┌─ Texto extraído

|
Próximo Texto | Índice
MEDICINA
Método de montagem pode acelerar criação de novas substâncias, mas ainda não é aplicável em escala industrial
Síntese de antibiótico dribla a resistência
SALVADOR NOGUEIRA
DA REPORTAGEM LOCAL
Um novo método para produzir antibióticos pode finalmente levar a humanidade a vencer a corrida armamentista contra as bactérias causadoras de doenças e
das cada vez mais perigosas infecções hospitalares. Em vez de deixar a produção dessas substâncias por conta de outras formas de vida, cientistas da Escola Médica de Harvard decidiram tomar o problema nas próprias mãos.
Eles desenvolveram um método para sintetizar artificialmente
substâncias antibióticas. "Todos os métodos hoje empregados para produzir essas moléculas estão ligados à fermentação feita por outros seres vivos", diz Michael
Burkart, um dos autores da pesquisa, que foi publicada na última
edição da revista britânica "Nature" (www.nature.com).
Antibióticos são feitos por fermentação desde a descoberta de
sir Alexander Fleming (1881-1955), em 1928, de que mofo era
capaz de matar algumas bactérias
-por ação de uma substância
hoje conhecida como penicilina.
Quando seus efeitos foram comprovados, supunha-se que a vitória contra os organismos vivos
causadores de doenças estava
próxima de ser ganha. Mas essa
doce ilusão logo ganhou o gosto
do mesmo mofo que antes havia
salpicado a descoberta.
Ninguém previra que a variabilidade genética dos organismos
faria com que uns poucos fossem
resistentes àquela geração de antibióticos. Logo eles seriam capazes
de restabelecer toda a população
de germes, agora resistente.

└─

### [Problema]
Responda com base na reportagem sobre antibióticos:
1. Em que instituição trabalham os cientistas que criaram o novo método?
2. Em que revista a pesquisa foi publicada?
3. Em que ano Alexander Fleming descobriu que o mofo matava algumas bactérias?
Use só o que está na reportagem.

┌─ Informações fornecidas

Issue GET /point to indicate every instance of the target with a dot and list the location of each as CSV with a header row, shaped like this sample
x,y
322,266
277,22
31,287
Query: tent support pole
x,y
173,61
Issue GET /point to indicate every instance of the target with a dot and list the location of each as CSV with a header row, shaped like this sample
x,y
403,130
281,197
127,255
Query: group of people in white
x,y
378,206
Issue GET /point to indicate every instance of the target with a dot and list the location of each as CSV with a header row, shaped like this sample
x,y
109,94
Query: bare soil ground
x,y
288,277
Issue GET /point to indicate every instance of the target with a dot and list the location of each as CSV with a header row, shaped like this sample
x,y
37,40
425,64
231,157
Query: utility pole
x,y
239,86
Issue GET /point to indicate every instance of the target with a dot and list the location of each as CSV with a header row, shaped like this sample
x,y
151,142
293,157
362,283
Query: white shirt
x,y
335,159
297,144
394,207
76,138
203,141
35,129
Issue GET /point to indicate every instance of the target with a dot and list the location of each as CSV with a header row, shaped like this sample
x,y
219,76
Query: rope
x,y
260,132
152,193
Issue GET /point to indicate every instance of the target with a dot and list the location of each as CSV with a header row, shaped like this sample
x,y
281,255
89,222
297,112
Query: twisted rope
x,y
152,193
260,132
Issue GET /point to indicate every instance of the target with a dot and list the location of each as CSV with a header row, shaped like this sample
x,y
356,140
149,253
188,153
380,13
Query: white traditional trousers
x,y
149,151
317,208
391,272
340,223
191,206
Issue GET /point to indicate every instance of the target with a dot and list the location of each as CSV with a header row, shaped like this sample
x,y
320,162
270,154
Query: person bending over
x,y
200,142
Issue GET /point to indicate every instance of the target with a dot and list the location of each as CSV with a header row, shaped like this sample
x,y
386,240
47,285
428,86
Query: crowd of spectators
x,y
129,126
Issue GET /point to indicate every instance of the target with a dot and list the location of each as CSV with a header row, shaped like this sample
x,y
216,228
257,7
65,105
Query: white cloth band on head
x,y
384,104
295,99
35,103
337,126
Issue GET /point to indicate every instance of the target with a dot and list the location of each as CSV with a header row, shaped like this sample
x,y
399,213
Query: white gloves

└─

### [Resultado da tarefa]
1. Na Escola Médica de Harvard.
2. Na revista britânica "Nature".
3. Em 1928.